▶ _Text passage_
◇ ◇ ◇ ◇

Here is a case of bloody, curious entertainment, with a political twist. It’s a long story, so tuck in.

It starts last week when South African Dricus du Plessis defeated a former middleweight champion of Mixed Martial Arts (MMA) at the UFC 290 in Las Vegas. That sets Du Plessis up to fight the reigning champion in September.

It is worth expanding on the scene of victory, an octagonal UFC cage, as if in real time with some comments to underscore the ‘vibes’, which are Colosseum-cum-Vegas. (Remember the absurdly deep epic movie trailer voice that used to narrate blockbuster synopses? Feel free to use it for the phrases in parentheses that follow.)

Du Plessis climbs out of the cage to shake hands with former US President Donald Trump. (Heavy handshake). Then he does a post-fight interview with the world’s primo podcaster, Joe Rogan (11 million listeners per episode), to talk victory. Enter the danger, Israel Adesanya, a Nigerian-born New Zealander and current UFC middleweight champion who vaults into the cage. (Extra!).

Rogan has the mic: ‘Here comes the great Israel Adesanya!’ (Amazing physique.)

Du Plessis whispers into the mic: ‘I don’t know about great.’ (Ooh, cold dig.)

Adesanya takes the mic. The athletes stand toe to toe. (Face-off!)

Adesanya, building to crescendo: ‘Relax, this is my African brother right here, yeah nigger, what’s up bitch? Yeah nigger, yeah nigger. What the fuck you goin’ do nigger?! Yeah, my African brother, yeah, my African brother, what’s up nigger?!’ (Whoa, that escalated.)

Du Plessis: ‘I’m African, but I ain’t no brother of yours, son.’ (Fast comeback.)

Adesanya: ‘You my nigger, let’s go!’ (Double-down challenge!)

Du Plessis: ‘What are you saying to everybody in New Zealand?’ (He did backstory research.)

◇ ◇ ◇ ◇

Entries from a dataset
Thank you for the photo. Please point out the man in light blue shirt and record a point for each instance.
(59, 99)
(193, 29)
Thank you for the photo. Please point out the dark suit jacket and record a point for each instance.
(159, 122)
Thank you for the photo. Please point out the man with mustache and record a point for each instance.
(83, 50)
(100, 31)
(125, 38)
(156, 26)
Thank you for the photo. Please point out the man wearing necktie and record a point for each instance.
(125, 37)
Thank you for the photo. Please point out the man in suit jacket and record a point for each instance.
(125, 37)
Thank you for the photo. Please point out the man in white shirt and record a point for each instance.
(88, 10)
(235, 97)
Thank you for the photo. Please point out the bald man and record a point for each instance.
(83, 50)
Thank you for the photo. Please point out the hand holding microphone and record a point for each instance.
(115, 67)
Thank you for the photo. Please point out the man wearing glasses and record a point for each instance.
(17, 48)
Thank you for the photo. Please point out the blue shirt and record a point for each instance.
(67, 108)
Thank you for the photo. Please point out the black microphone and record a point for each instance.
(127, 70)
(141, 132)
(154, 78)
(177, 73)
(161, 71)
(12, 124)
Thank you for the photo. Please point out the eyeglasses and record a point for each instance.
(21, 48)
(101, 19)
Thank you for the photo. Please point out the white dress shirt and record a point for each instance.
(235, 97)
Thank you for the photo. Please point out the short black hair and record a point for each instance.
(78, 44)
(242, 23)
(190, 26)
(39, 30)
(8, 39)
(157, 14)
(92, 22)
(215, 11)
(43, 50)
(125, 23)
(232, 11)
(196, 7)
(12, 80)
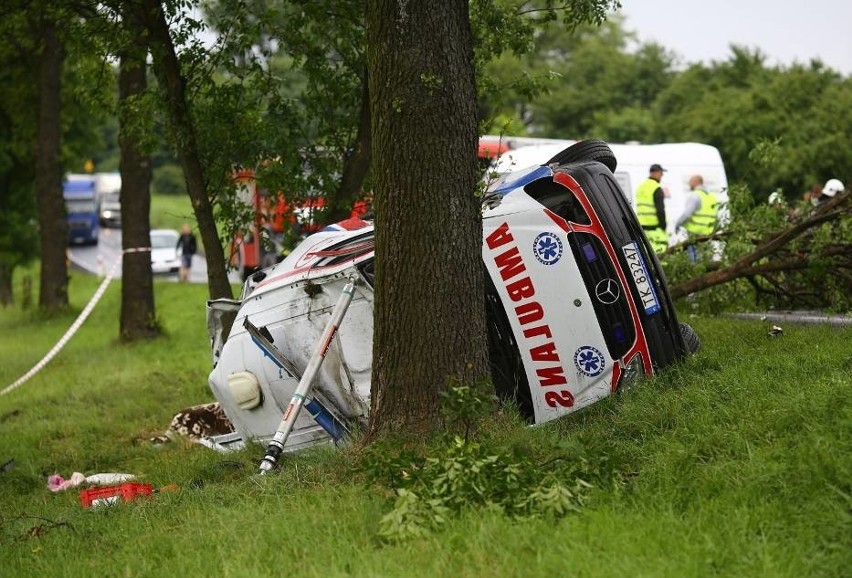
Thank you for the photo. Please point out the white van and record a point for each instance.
(681, 161)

◇ ◇ ◇ ◇

▶ _Task 1_
According to the UFC passage, whom does Du Plessis shake hands with after climbing out of the cage?
▶ _Task 2_
Extend the UFC passage from where it stops.
These entries come from a separate source.

▶ _Your response 1_
Former US President Donald Trump.

▶ _Your response 2_
Adesanya: ‘I don’t need a DNA test to know where I’m from. Do a 26 and me and they’ll say I’m from Nigeria. Do a 26 and me DNA test and it will tell you where you’re from. I will show you where you’re from!’ (Epic! Stay tuned to see one man kick another all the way back into ancestral Europe!)

The gladiators look for a moment like they are going to fight not for money, but for honour. (Honour!)

End scene.

Cue press junkets, interviews, blogposts, and countless message-board posts about the upcoming fight. PR time happy.

Bombastic entertainment

The Las Vegas spectacular was one of bombastic entertainment, bloodsport, made-for-YouTube American TV, and the performatively anti-social media. MMA is a serious business at the level of money, fitness, fists, elbows, sweat, blood, chokeholds, and eyeballs. Words, less so. But words are part of the business.

I’ve only watched a few MMA bouts and ‘beefs’, but when something popped up on my feed about a New Zealander calling a white South African ‘nigger’ within sweat-splash range of a former US president that struck me as enough improbabilities in one octagon to merit a few more words on how people use race to try to get under each other’s skin.

In a way Du Plessis started ‘the beef’ between them before the fight by promising to ‘take the belt to Africa. I’m the African fighter in the UFC, myself and Cameron [Saaiman, a UFC junior]. We breathe the African air. We wake up in Africa every day. We train in Africa, we African-born, we African-raised, we still reside in Africa, we train out of Africa! That’s an African champion, that’s what I’ll be.’

This kind of ‘Africa’ braggadocio makes me want to write an earnest explanation of why Du Plessis should feel proud to bring the belt home to the Republic of South Africa, not ‘Africa’. I am one of those old-fashioned patriots who can see that countries matter in ways that continents (with one exception) do not.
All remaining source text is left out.